■ INSTRUCTIONS FOR THE TASK ■
Beginning at the line containing "the stone column.", output every line to the end of the data below exactly as it appears.

■ Excerpt from a dataset ■
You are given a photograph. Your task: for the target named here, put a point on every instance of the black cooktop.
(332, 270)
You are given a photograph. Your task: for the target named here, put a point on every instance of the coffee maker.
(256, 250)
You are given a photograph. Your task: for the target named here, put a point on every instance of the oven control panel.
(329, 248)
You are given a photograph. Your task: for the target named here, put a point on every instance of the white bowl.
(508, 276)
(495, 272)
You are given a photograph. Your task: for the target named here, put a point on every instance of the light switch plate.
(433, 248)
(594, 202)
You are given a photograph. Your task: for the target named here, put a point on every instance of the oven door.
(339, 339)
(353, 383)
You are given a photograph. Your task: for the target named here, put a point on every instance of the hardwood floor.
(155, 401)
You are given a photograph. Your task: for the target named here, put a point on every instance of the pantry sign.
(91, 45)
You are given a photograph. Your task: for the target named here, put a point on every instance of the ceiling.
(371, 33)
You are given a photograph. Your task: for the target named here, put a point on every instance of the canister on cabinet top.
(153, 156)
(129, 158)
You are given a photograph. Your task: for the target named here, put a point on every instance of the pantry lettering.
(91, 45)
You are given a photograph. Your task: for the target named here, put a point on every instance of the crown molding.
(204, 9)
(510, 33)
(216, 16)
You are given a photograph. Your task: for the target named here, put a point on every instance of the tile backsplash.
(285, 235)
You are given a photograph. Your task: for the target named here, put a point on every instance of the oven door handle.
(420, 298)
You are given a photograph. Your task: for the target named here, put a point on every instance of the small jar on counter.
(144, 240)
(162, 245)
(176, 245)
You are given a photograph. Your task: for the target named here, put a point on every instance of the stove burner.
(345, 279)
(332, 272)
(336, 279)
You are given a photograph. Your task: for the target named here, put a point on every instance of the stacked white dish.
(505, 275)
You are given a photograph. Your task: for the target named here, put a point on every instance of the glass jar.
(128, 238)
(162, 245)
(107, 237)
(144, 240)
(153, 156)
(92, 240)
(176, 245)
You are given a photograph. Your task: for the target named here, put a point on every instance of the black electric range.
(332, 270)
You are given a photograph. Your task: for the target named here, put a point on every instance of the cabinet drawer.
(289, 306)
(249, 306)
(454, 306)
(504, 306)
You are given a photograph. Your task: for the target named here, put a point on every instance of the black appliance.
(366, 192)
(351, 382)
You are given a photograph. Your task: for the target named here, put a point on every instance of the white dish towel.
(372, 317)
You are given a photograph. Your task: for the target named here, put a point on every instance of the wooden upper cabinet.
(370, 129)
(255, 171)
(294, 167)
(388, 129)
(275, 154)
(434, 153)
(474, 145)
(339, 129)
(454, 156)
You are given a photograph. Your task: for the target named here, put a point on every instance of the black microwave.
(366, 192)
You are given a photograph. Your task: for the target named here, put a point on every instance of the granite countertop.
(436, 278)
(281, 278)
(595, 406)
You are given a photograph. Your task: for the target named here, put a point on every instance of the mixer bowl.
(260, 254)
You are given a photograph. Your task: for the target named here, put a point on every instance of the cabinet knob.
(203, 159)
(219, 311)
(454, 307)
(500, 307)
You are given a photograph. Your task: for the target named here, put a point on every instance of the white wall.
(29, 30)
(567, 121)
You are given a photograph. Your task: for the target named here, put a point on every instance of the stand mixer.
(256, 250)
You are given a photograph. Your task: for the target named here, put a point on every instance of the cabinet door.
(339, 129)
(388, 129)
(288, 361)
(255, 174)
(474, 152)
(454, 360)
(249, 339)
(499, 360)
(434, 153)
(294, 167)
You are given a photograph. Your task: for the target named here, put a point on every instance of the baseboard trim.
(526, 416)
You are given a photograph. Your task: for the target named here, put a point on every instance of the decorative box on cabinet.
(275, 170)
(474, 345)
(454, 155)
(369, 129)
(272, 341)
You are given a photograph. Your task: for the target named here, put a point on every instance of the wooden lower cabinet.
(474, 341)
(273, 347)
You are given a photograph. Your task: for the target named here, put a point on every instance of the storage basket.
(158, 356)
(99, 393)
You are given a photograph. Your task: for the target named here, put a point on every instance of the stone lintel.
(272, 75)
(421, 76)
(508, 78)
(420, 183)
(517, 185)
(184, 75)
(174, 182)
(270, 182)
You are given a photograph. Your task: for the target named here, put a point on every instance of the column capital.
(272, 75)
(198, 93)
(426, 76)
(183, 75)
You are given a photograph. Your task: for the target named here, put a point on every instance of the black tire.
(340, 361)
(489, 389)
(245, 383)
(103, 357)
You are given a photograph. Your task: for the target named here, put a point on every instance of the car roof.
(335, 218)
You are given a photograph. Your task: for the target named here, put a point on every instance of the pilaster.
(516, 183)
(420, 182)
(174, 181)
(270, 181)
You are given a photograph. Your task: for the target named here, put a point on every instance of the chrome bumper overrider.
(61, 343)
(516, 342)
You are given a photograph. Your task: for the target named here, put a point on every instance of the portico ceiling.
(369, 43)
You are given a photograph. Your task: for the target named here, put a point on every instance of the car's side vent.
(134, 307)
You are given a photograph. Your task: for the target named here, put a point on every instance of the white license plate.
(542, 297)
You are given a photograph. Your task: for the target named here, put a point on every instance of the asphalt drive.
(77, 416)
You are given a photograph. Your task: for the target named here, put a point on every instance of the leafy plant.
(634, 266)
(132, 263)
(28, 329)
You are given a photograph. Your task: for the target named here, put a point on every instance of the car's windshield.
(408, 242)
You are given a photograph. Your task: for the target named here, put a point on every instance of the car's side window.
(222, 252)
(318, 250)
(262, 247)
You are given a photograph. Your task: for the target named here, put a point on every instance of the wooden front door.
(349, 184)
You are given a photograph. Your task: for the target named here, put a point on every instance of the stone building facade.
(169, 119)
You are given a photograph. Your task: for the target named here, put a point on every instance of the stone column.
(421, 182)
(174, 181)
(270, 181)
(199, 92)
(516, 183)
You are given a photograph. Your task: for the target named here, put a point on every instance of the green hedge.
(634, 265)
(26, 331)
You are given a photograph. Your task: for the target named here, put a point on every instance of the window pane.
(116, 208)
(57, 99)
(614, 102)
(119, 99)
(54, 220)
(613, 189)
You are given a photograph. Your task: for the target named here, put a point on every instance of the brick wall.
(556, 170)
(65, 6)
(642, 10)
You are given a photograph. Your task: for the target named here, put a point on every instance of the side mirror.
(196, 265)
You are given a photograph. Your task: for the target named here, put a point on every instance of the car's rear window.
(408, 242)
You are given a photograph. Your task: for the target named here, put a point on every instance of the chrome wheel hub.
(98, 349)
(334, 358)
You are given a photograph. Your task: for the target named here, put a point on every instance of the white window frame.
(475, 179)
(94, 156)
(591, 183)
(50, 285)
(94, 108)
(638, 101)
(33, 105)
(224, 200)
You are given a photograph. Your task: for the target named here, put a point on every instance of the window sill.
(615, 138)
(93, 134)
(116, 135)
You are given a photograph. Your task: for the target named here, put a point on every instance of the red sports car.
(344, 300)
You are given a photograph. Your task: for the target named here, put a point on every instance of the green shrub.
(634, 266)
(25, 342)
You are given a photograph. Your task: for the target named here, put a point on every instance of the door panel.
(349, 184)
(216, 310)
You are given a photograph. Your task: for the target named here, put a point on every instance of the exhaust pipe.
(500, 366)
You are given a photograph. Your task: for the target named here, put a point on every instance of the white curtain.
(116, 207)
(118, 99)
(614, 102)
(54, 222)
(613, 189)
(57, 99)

■ EXERCISE RESPONSE ■
You are given a photograph. Your task: for the target named here, put a point on every instance of the stone column.
(421, 182)
(174, 181)
(270, 181)
(199, 92)
(516, 183)
You are given a photograph. Your task: for the target named here, put a point on every instance of the green hedge.
(634, 265)
(26, 331)
You are given a photograph. Your task: for the target named here, put a point on every instance of the window pane.
(116, 208)
(57, 99)
(614, 102)
(119, 99)
(54, 220)
(613, 189)
You are given a photograph. Your task: for the target named here, put a point on every instance of the brick wall.
(556, 170)
(65, 6)
(642, 10)
You are given a photograph. Your task: for the target named here, put a point on every instance of the side mirror.
(196, 265)
You are given a photograph. Your task: for the target named here, put a point on every instance of the car's rear window.
(408, 242)
You are given a photograph. Your task: for the target named here, put a point on every instance of the chrome wheel hub.
(98, 349)
(334, 358)
You are given a photograph. Your task: for the target named here, put a point on every instance of the white window frame.
(475, 179)
(94, 156)
(591, 183)
(50, 285)
(94, 108)
(638, 101)
(33, 105)
(224, 200)
You are given a photograph. Your task: for the target named here, put a point on every instance of the window sill.
(615, 138)
(93, 134)
(116, 135)
You are given a photograph. Your task: for the target named here, put a point on every instance of the red sports car.
(344, 300)
You are given a photograph. Your task: for the target named here, put a point on every instance of the green shrub.
(634, 266)
(25, 342)
You are given a photograph. Your task: for the target named here, put a point on every instance of the door panel.
(349, 184)
(216, 310)
You are given a photograph. Your task: for the target named here, put a point on every instance of the exhaust pipe.
(500, 366)
You are given a photograph. Your task: for the target named here, put a point on every instance of the white curtain.
(116, 207)
(118, 99)
(614, 102)
(54, 222)
(613, 189)
(57, 99)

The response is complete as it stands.